Task directions
Which lines in the data contain the word "light"? Copy each one out in full.

Available records
* * *
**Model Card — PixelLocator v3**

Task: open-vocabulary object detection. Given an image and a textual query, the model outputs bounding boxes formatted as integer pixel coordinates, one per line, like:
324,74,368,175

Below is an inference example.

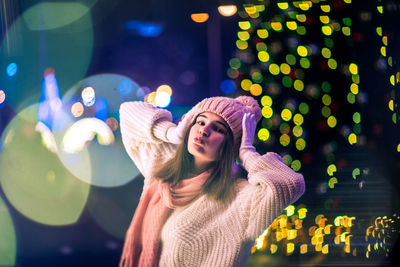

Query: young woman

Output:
120,96,305,267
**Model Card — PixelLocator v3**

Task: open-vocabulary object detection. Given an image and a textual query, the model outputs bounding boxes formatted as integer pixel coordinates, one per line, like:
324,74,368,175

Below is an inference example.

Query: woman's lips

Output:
193,137,204,145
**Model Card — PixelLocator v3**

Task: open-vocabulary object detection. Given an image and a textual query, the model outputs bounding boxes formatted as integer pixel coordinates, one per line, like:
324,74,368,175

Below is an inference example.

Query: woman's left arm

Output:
239,114,305,239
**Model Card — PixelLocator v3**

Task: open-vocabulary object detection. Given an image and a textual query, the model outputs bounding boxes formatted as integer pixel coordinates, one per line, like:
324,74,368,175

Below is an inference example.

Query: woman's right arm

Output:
119,101,176,187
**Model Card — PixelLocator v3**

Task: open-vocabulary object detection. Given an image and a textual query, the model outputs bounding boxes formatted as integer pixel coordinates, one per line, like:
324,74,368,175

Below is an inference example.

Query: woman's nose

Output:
200,126,210,136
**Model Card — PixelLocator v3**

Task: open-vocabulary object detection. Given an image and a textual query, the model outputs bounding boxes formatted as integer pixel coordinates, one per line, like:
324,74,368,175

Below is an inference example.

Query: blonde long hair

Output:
153,118,237,202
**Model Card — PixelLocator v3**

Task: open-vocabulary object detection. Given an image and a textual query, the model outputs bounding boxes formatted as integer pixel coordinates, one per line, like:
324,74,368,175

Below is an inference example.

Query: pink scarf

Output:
119,171,210,267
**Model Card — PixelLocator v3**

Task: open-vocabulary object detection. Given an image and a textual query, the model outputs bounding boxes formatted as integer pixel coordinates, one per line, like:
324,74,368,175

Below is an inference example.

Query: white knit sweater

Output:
120,102,305,267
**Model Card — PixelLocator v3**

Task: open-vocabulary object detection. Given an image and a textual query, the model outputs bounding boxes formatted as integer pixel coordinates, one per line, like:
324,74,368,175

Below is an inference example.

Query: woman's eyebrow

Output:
197,114,228,129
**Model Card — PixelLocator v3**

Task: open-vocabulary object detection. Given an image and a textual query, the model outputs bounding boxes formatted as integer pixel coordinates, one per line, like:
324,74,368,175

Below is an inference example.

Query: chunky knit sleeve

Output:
243,152,305,239
119,101,176,187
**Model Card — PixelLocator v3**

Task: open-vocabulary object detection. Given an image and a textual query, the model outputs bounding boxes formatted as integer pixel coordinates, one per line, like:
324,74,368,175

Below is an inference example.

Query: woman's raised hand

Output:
167,106,197,144
239,113,257,162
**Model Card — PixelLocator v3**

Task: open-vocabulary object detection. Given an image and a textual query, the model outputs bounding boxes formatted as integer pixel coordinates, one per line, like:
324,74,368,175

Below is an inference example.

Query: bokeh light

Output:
23,0,97,31
0,4,97,113
190,13,209,23
0,105,90,225
59,73,141,187
71,102,85,118
218,5,237,17
0,90,6,105
6,62,18,77
62,118,114,154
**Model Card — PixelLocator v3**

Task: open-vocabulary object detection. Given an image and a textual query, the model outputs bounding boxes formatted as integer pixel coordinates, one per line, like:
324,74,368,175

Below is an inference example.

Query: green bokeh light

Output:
22,0,98,31
0,105,90,225
282,76,293,88
300,57,311,69
281,108,292,121
0,197,17,266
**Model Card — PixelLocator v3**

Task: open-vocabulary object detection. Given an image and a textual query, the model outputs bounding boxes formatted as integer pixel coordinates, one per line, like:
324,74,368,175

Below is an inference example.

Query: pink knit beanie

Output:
193,96,261,151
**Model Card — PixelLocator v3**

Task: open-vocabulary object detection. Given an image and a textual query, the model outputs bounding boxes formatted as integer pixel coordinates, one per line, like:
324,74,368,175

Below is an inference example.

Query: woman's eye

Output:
217,128,225,134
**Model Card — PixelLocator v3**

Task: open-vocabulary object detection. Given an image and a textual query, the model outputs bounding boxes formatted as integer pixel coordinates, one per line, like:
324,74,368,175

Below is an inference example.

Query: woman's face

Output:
188,112,229,171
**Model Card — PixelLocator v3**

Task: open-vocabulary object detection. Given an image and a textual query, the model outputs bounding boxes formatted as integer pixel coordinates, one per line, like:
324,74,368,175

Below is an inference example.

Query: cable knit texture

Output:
120,102,305,267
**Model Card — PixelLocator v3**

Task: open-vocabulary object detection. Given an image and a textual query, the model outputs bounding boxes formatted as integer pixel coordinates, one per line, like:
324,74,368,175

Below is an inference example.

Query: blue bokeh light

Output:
6,62,18,77
125,20,163,37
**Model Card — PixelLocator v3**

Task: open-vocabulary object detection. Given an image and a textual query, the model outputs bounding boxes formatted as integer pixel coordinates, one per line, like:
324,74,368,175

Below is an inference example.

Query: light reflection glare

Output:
190,13,209,23
0,105,90,225
81,86,96,107
62,118,114,153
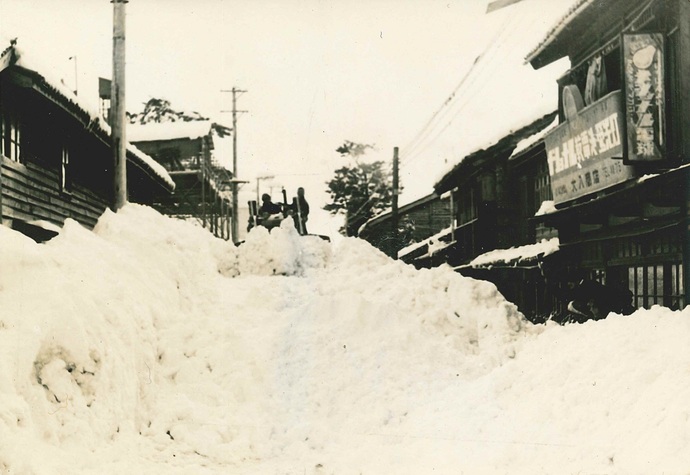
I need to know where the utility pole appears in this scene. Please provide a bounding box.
[221,87,247,243]
[391,147,399,259]
[69,54,79,96]
[109,0,128,211]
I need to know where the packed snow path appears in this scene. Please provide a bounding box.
[0,205,690,475]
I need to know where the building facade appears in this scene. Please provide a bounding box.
[527,0,690,308]
[0,40,174,241]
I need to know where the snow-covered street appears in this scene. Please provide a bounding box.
[0,205,690,474]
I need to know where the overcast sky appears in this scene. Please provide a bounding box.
[0,0,571,222]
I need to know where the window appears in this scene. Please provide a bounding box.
[60,145,72,192]
[628,263,685,309]
[0,113,21,162]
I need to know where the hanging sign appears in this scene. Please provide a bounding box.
[623,33,666,162]
[0,46,14,71]
[544,90,634,204]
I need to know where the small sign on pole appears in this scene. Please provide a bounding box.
[622,33,666,163]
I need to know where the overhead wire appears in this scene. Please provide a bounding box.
[401,11,508,163]
[401,5,524,168]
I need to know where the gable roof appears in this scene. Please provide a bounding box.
[127,120,213,142]
[0,40,175,191]
[434,111,558,194]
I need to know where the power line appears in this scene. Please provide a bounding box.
[401,6,524,168]
[404,11,508,162]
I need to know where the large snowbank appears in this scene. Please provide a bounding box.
[0,205,690,474]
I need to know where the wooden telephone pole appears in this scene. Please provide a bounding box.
[391,147,399,259]
[221,87,247,243]
[110,0,128,211]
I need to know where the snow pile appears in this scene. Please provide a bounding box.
[0,205,690,474]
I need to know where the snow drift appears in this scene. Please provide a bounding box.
[0,205,690,474]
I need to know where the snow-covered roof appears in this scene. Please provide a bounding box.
[3,42,175,190]
[525,0,595,67]
[358,193,440,234]
[468,237,560,267]
[434,111,556,193]
[420,0,581,191]
[127,120,213,142]
[510,117,558,158]
[398,227,455,257]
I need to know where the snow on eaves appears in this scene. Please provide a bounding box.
[127,120,213,142]
[525,0,594,63]
[424,0,580,192]
[3,39,175,190]
[467,237,560,267]
[510,116,558,158]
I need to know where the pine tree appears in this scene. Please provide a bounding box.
[323,141,393,236]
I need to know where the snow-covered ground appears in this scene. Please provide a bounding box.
[0,205,690,475]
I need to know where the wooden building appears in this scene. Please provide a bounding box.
[359,193,452,261]
[527,0,690,308]
[0,43,174,241]
[128,120,233,239]
[424,112,556,266]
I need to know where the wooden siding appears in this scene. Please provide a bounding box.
[0,157,107,228]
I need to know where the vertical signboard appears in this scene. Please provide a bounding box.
[544,91,634,204]
[622,33,666,163]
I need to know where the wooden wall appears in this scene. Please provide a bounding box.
[0,157,108,228]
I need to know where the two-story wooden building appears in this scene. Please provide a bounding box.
[0,38,174,241]
[358,193,453,262]
[527,0,690,308]
[127,120,233,239]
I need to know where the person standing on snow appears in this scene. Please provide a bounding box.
[292,186,309,235]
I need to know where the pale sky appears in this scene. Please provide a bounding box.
[0,0,572,231]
* * *
Final result
Query: bokeh light
Query: green bokeh light
Query: blue bokeh light
Query: light reflection glare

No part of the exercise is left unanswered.